* Goal *
Summarize the palindrome solution text in two sentences.

* Given passage *

-------

Solution

Approach #1 Brute Force [Accepted]

If a string with an even length is a palindrome, every character in the string must always occur an even number of times. If the string with an odd length is a palindrome, every character except one of the characters must always occur an even number of times. Thus, in case of a palindrome, the number of characters with odd number of occurences can't exceed 1(1 in case of odd length and 0 in case of even length).

Based on the above observation, we can find the solution for the given problem. The given string could contain atmost all the ASCII characters from 0 to 127. Thus, we iterate over all the characters from 0 to 127. For every character chosen, we again iterate over the given string $$s$$ and find the number of occurences, $$ch$$ , of the current character in $$s$$ . We also keep a track of the number of characters in the given string $$s$$ with odd number of occurences in a variable $$count$$ .

If, for any character currently considered, its corresponding count, $$ch$$ , happens to be odd, we increment the value of $$count$$ , to reflect the same. In case of even value of $$ch$$ for any character, the $$count$$ remains unchanged.

-------

* Listing *

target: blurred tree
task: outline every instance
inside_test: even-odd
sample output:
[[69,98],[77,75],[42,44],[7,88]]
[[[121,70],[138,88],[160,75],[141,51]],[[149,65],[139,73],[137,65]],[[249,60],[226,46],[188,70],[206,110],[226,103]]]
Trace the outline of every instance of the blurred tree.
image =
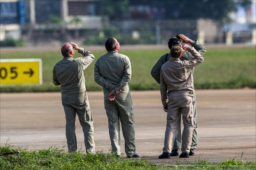
[[107,16],[110,20],[122,19],[129,8],[129,0],[100,0],[95,3],[98,9],[97,14]]
[[230,20],[229,14],[236,11],[236,3],[244,6],[251,3],[250,0],[113,0],[100,2],[101,14],[108,15],[111,20],[121,19],[129,6],[147,5],[150,7],[154,14],[150,19],[209,18],[222,22]]

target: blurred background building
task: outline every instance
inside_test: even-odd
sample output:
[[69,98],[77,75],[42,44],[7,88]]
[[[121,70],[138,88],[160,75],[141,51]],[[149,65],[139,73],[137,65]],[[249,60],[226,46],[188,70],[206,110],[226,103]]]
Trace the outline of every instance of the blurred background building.
[[113,36],[122,44],[166,44],[183,33],[202,44],[255,44],[256,2],[1,0],[0,40],[102,45]]

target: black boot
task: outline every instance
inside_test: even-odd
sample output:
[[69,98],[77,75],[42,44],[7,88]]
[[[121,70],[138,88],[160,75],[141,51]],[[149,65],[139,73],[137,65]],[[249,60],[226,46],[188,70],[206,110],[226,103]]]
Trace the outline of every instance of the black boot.
[[189,156],[194,156],[195,153],[194,152],[194,149],[190,149],[190,151],[189,152]]
[[180,155],[180,158],[189,158],[189,153],[182,152]]
[[178,156],[179,152],[178,149],[173,149],[171,152],[171,156]]
[[169,152],[163,152],[158,156],[159,159],[166,159],[167,158],[171,158],[171,153]]

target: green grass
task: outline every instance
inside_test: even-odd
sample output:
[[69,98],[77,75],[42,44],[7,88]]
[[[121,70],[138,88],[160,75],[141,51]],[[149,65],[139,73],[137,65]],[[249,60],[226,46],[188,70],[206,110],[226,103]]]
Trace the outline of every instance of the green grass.
[[63,149],[54,147],[28,151],[6,144],[0,147],[1,170],[248,170],[255,169],[255,162],[243,162],[234,159],[218,164],[199,160],[191,164],[182,166],[177,162],[168,166],[150,164],[143,158],[124,159],[102,151],[84,154],[81,150],[68,153]]
[[[90,51],[90,49],[88,49]],[[96,57],[84,70],[87,91],[102,90],[94,80],[94,64],[105,50],[91,50]],[[160,86],[150,75],[152,68],[160,56],[168,53],[165,49],[122,50],[132,63],[131,90],[158,90]],[[204,55],[204,61],[196,67],[195,88],[224,89],[255,88],[256,52],[254,47],[210,48]],[[76,53],[75,57],[81,55]],[[55,64],[62,59],[59,50],[56,51],[1,52],[1,59],[40,58],[42,61],[43,84],[1,86],[1,92],[37,92],[59,91],[59,86],[52,83],[52,71]]]

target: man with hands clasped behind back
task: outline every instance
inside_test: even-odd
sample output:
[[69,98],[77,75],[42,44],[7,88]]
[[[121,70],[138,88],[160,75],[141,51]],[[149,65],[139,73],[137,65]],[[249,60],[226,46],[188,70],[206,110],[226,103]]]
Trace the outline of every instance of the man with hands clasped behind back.
[[[188,50],[194,57],[190,61],[181,61],[184,51]],[[184,128],[182,134],[180,158],[189,157],[194,130],[193,98],[194,92],[192,69],[204,61],[194,47],[186,44],[173,46],[172,57],[162,67],[160,90],[162,103],[168,99],[166,127],[163,153],[158,158],[170,158],[177,127],[181,115]],[[166,93],[166,92],[167,93]]]
[[[196,51],[198,51],[202,56],[206,51],[206,48],[200,44],[198,40],[193,41],[188,37],[183,34],[179,34],[176,37],[174,37],[170,39],[168,42],[168,47],[169,49],[171,49],[173,45],[177,44],[181,44],[182,41],[184,43],[190,43]],[[170,53],[167,53],[163,55],[158,61],[156,64],[152,68],[151,70],[151,75],[153,76],[156,81],[160,84],[160,72],[162,66],[164,64],[168,61],[171,57]],[[184,53],[182,57],[180,58],[181,61],[187,60],[189,61],[194,58],[192,54],[189,52]],[[194,76],[194,68],[192,69],[192,76]],[[197,128],[197,112],[196,109],[196,94],[194,93],[194,97],[193,98],[193,106],[194,113],[194,129],[193,131],[193,136],[192,137],[192,144],[191,145],[191,149],[190,151],[190,156],[194,155],[194,149],[196,149],[197,142],[198,141],[198,130]],[[167,112],[167,104],[165,105],[164,108],[164,110]],[[180,119],[179,121],[179,123],[177,127],[177,131],[176,133],[176,136],[174,142],[173,148],[172,151],[170,155],[171,156],[178,156],[179,155],[178,149],[181,148],[181,132],[180,129]]]
[[129,87],[132,65],[129,58],[118,53],[119,41],[114,37],[105,43],[108,53],[100,57],[94,65],[94,80],[103,87],[104,105],[108,121],[112,151],[117,156],[120,150],[120,122],[128,158],[138,158],[132,102]]

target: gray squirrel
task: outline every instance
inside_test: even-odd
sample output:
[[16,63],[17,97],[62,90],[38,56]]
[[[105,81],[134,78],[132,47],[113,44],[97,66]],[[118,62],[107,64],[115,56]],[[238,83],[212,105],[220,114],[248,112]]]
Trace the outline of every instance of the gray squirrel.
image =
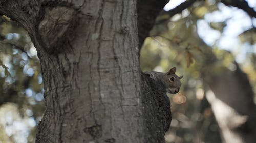
[[150,76],[150,77],[153,79],[160,81],[165,86],[166,92],[171,93],[177,93],[180,90],[181,83],[180,79],[183,77],[183,76],[178,76],[175,74],[176,68],[173,67],[166,72],[159,72],[155,71],[146,71],[146,74]]

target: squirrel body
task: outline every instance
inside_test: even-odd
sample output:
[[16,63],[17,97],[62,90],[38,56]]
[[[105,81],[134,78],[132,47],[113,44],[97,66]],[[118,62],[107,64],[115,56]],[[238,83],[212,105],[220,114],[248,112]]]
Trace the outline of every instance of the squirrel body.
[[157,81],[161,82],[165,87],[166,92],[171,93],[177,93],[181,86],[180,79],[183,76],[178,76],[175,74],[176,68],[173,67],[166,73],[155,71],[146,71],[146,74]]

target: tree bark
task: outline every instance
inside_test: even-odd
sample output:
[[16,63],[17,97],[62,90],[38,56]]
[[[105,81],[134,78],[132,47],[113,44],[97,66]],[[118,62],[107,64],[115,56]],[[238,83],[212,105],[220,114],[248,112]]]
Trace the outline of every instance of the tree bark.
[[36,142],[165,142],[170,105],[140,70],[136,2],[0,1],[40,60]]
[[41,62],[46,110],[36,142],[142,142],[136,1],[0,4]]

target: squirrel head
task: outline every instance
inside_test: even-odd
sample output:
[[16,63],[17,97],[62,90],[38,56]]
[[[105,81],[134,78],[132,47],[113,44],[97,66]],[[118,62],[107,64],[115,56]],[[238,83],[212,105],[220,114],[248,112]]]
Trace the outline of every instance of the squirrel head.
[[167,72],[163,77],[163,80],[166,86],[166,91],[169,93],[177,93],[180,90],[181,83],[180,79],[183,76],[178,76],[175,74],[176,68],[173,67]]

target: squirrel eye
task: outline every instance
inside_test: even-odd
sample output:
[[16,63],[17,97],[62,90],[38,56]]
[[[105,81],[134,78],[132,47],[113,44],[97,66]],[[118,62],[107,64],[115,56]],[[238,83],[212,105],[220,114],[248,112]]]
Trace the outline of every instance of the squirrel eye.
[[172,77],[171,78],[170,78],[170,81],[174,81],[174,80],[175,80],[175,78],[174,77]]

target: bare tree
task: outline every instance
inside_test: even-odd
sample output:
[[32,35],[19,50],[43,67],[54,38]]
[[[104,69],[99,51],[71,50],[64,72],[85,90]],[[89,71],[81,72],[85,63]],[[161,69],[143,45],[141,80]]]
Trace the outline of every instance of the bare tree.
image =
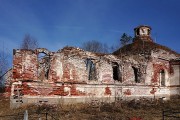
[[38,41],[33,38],[30,34],[26,34],[21,45],[21,49],[36,49],[38,48]]
[[0,50],[0,88],[4,87],[5,77],[4,75],[8,70],[8,54],[4,52],[4,43],[3,50]]
[[84,42],[82,44],[82,49],[90,52],[108,53],[107,44],[102,44],[96,40]]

-------

* Answer to the task *
A palindrome can have at most one character that occurs an odd number of times: none when its length is even and one when its length is odd. The brute-force approach checks every ASCII character from 0 to 127, counts how often each one occurs in the string, and adds one to a variable count whenever that number is odd.